__To be done__
Please copy the listing from the line with "I need help finding the faucet" up to and including the line with "433 154 542 173", swapping "ceiling fan blade" for "ceiling fan paddle" and leaving everything else unchanged.

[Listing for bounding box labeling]
Start

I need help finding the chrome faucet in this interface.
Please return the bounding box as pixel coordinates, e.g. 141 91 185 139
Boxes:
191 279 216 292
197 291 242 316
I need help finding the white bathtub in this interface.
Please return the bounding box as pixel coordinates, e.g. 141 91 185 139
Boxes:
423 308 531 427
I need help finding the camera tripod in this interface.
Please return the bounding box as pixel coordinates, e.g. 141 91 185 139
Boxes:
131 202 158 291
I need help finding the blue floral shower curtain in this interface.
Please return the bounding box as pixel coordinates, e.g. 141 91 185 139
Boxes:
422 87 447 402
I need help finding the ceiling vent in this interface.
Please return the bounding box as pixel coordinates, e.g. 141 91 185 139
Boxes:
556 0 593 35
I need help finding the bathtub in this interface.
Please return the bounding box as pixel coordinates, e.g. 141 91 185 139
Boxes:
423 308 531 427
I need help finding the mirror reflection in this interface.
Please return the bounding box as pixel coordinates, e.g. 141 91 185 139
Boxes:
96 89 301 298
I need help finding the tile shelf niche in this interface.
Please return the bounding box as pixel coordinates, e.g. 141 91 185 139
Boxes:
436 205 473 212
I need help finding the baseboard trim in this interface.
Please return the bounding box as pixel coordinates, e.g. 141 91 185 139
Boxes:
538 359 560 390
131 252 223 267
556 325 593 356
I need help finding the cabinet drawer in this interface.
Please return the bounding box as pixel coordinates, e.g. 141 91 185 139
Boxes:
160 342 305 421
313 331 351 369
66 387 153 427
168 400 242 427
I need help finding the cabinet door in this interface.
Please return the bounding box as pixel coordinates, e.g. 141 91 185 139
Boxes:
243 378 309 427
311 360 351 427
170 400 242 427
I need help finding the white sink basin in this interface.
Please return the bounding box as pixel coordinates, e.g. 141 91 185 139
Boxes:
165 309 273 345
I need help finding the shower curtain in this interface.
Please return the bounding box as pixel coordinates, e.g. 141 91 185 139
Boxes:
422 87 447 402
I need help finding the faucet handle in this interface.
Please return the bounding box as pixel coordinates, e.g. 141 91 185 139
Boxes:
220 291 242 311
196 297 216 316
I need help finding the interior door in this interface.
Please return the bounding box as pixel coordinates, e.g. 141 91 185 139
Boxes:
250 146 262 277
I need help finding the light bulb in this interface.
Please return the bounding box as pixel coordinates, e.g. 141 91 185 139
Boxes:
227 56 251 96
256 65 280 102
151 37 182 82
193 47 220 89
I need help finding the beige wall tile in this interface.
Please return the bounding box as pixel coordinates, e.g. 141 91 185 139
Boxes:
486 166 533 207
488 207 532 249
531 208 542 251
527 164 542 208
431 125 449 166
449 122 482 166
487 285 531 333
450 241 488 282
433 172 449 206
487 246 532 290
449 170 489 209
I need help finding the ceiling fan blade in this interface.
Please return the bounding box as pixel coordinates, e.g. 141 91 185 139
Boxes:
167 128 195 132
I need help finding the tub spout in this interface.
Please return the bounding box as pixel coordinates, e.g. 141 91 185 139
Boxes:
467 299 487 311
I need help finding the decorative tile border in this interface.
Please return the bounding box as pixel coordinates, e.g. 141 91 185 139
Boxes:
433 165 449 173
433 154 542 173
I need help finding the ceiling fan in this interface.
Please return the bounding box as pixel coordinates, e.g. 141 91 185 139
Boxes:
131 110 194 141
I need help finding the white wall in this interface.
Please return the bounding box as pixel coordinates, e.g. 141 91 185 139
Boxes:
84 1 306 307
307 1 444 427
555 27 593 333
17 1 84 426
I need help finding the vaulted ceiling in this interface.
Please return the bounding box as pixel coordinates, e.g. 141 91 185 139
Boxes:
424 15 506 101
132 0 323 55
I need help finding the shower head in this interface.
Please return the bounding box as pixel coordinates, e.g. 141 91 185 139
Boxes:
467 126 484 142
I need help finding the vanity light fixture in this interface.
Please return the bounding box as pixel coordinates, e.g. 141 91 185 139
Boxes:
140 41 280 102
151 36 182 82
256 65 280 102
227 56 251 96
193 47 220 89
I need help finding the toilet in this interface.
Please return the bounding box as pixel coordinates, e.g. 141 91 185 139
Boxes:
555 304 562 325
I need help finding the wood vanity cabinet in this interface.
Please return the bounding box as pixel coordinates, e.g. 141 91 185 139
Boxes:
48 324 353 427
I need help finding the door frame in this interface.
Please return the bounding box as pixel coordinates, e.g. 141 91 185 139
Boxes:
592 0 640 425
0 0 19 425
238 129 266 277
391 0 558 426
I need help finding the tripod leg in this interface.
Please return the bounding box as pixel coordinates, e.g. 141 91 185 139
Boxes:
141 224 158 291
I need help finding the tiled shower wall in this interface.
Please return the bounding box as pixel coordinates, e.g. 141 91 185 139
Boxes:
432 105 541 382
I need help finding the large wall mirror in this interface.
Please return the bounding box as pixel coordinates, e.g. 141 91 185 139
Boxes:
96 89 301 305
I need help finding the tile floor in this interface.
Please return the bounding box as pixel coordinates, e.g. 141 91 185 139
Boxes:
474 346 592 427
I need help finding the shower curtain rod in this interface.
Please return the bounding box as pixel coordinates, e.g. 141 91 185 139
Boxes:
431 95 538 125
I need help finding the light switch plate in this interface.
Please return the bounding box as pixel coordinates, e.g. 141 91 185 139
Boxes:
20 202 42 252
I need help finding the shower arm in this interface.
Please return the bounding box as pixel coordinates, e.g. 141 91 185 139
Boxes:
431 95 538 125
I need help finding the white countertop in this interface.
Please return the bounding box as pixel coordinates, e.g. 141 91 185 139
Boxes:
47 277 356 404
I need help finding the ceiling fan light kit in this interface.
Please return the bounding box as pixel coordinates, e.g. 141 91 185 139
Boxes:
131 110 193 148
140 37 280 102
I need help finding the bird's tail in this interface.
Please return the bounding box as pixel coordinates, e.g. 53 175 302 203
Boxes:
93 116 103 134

End

__Response__
I need help finding the faucet handle in this interface.
Please return the bounding box as pixel coordinates, e.g. 141 91 185 139
Boxes:
220 291 242 311
196 297 216 316
I need help finding the interior door in this interface.
Please return the bounding box as pixel coordinates, e.g. 141 91 185 139
Boxes:
250 146 262 277
I need help finding the light bulb in this interface.
Please return the bounding box as pixel coordinates, e.g. 141 91 185 139
Boxes:
227 56 251 96
256 65 280 102
151 37 182 82
193 47 220 89
I need help finding the beige wall tile in this interface.
Please return the bounding box as pixel coordinates, e.g. 141 91 185 139
Boxes:
486 166 533 207
488 207 532 249
531 208 542 251
527 164 542 208
431 125 449 166
449 122 482 166
487 285 531 333
450 241 488 282
433 172 449 206
487 246 532 290
449 170 489 209
I need help finding the ceiling fan paddle in this interface.
Please return the bounding box as pixel coordinates, e.g. 141 91 185 139
Boxes:
167 128 195 132
I need help finding the tub spout in this interface.
Please return the bounding box as pixel coordinates, e.g. 141 91 185 139
Boxes:
467 299 487 311
I need help finding the decorative tile border in this interface.
Please return the bounding box as pixel coordinates, e.g. 141 91 185 139
Boxes:
433 165 449 173
433 154 542 173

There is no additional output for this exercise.